## PROBLEM
Wherever the string "this" shows up in the material below, copy that line.

## EXTRACTED INFORMATION

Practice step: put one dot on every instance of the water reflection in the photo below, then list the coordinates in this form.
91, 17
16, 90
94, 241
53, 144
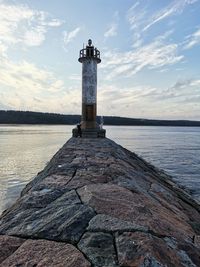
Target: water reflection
25, 150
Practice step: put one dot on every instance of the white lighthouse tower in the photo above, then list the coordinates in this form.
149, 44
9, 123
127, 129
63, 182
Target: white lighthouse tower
89, 57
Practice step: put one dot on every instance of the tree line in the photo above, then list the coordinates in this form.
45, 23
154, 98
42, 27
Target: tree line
30, 117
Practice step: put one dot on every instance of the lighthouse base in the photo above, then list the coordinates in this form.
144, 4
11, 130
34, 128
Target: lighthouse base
89, 133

## RESPONSE
Practice step: put one dot on every instance of the water reflection in the photo below, then list the coordinates in this form.
Practice step: put one dot on every instance of the white lighthouse tower in the photo above, then list the coordinates in this form.
Practice step: put one dot on every instance of the tree line in the photo above, then list the coordinates in this form.
Practice step: put one dot on every instance of the lighthouse base in the photo above, then list the coordinates in this form.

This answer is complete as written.